• **TASKS TO PERFORM**
**1.** According to the LIFE TRIPLET project description, which satellites supply the images to be processed for the demonstration plots?
**2.** Reproduce a passage from the LIFE TRIPLET project description, starting at the words "-        Implement a soil" and stopping after "entire irrigable area through the designed platform.".
**3.** Write the next part of the LIFE TRIPLET project description, picking up after its last sentence.

• **DOCUMENT PASSAGE**
________________________

LIFE TRIPLET: Digitalisation of efficient fertigation management for a sustainable agriculture.

PROJECT DESCRIPTION

BACKGROUND

In Mediterranean agrosystems, farmers are facing an increasing water scarcity scenario, which has led them to search for alternative water sources. This comes at a high cost and with a downfall in water quality, making irrigation and crop fertilisation management and, ultimately, food production very complicated. Therefore, it is necessary to combine technological advances, digitalisation, and agronomy to increase the efficiency and competitiveness of the sector through better management of available resources.

OBJECTIVES

The main objective of the LIFE TRIPLET is to implement, demonstrate and disseminate a digital crop-monitoring tool to optimise the sustainable fertigation strategy and to promote its large-scale acceptance and use in woody crops in water-scarce Mediterranean agroecosystems, without affecting the quality standards demanded by export markets.

1. To schedule sustainable management strategies for the most representative horticultural and woody crops on farms in irrigable areas of the seven irrigation communities (ICs) in Andalusia, Castilla La Mancha, Murcia and Valencia regions, located in the Segura, Guadiana and Júcar River Basin Organisations (RBOs), using the soil-plant-atmosphere system water status indicators to minimise crop water footprint and increase water and fertiliser efficiency.

-        Implement a digital management system for the whole irrigable area within the project scope to control irrigation water quality resulting from mixing different water sources; optimising crop development over the whole irrigable area; and increasing irrigation energy efficiency.

-        Implement a soil and plant water status management system based on the measurement of indicators at plot and aerial scale. Process and analyse images from satellites (Sentinel 2, Pleiades 1, Landsat 8 and 9) and drones on the demonstration plots and their extrapolation to the entire irrigable area through the designed platform.

-        Implement a crop protection system based on predictive models and real-time pest and disease monitoring in the pilot plots. Process the information generated for the extrapolation into the irrigable area through the designed platform.

2. To evaluate the impact of sustainable fertigation on vegetative and fruit growth, production and yield quality, with special attention to the particularities of each monitored crop (horticultural and woody), and the incidence of pests and diseases. The impact of the ecological footprint (water footprint and carbon sequestration effect) in the entire irrigable area will also be assessed, as will the efficient use of irrigation water and nutrients, and reduced impacts of planned crop protection treatments.

________________________

[Natural language descriptions of regions]
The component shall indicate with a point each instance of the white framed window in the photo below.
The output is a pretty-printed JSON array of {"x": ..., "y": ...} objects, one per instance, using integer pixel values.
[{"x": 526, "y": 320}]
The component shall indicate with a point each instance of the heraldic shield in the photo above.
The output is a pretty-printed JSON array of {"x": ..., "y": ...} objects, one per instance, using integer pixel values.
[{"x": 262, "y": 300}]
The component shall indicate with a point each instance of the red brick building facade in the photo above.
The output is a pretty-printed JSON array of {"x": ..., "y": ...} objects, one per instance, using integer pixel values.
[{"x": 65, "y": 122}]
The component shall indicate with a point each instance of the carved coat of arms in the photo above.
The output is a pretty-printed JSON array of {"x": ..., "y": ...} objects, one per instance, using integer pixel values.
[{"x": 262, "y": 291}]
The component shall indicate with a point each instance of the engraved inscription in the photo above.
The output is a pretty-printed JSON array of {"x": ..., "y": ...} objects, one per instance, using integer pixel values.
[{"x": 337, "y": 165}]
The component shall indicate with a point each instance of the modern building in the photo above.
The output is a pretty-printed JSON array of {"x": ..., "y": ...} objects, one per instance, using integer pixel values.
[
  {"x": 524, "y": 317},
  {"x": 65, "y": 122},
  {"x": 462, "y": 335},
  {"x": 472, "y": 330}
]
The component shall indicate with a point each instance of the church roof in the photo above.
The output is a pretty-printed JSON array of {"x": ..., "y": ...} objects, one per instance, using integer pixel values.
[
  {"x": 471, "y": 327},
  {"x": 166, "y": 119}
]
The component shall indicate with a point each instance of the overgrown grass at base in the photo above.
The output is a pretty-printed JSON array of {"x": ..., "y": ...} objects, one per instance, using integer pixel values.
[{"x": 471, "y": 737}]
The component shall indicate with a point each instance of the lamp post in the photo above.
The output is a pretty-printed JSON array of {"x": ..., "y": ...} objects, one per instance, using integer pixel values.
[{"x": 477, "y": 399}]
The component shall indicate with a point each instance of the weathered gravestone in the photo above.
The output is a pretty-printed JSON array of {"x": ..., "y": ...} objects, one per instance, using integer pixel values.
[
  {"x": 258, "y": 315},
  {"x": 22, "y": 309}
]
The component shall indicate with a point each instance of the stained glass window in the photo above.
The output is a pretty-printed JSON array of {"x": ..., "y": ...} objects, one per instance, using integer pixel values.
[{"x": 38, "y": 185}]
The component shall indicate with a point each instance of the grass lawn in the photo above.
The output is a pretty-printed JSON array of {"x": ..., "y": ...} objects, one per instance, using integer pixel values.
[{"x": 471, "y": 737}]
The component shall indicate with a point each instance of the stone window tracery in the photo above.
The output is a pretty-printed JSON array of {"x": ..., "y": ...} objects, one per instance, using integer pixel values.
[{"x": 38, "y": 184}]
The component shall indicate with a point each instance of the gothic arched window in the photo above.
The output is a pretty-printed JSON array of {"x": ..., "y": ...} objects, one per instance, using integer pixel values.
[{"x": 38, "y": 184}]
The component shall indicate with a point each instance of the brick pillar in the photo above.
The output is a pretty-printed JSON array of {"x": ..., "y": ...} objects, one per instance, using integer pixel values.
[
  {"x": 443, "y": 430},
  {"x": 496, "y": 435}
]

________________________

• **EXERCISE RESULTS**
**1.** Sentinel 2, Pleiades 1, Landsat 8 and Landsat 9.

**2.**
-        Implement a soil and plant water status management system based on the measurement of indicators at plot and aerial scale. Process and analyse images from satellites (Sentinel 2, Pleiades 1, Landsat 8 and 9) and drones on the demonstration plots and their extrapolation to the entire irrigable area through the designed platform.

**3.**
3. To implement an automatic, user-friendly irrigation system fed by predictive models based on statistical and Artificial Intelligence (AI) techniques. The system will regulate water and nutrients applied in the sustainable fertigation treatment according to established irrigation instructions, predictions of availability and quality at high altitude, and will compensate for any variations that may occur, taking different conventional and non-conventional irrigation water sources into consideration.
4. To ensure the sustainability and transfer of project results, the LIFE TRIPLET system will be marketable in the agricultural sector, improving the competitiveness of farms by reducing production costs over an adequate pay-back period. Transfer to different EU Member States which share similar problems of water stress will also be addressed. For this purpose, business cases will be carried out for different regions.
5. To increase the information available for, and training of, administrative and commercial entities, technical managers, farmer-entrepreneurs, owners of collaborating farms, students and future researchers regarding the sustainable management of fertigation, as well as the potential for the integration of new technologies in specific irrigation applications for the optimisation of water use in agriculture.

RESULTS

• 22% reduction in the application of water to crops and hence the pressures on water resources, especially from depleted groundwater sources.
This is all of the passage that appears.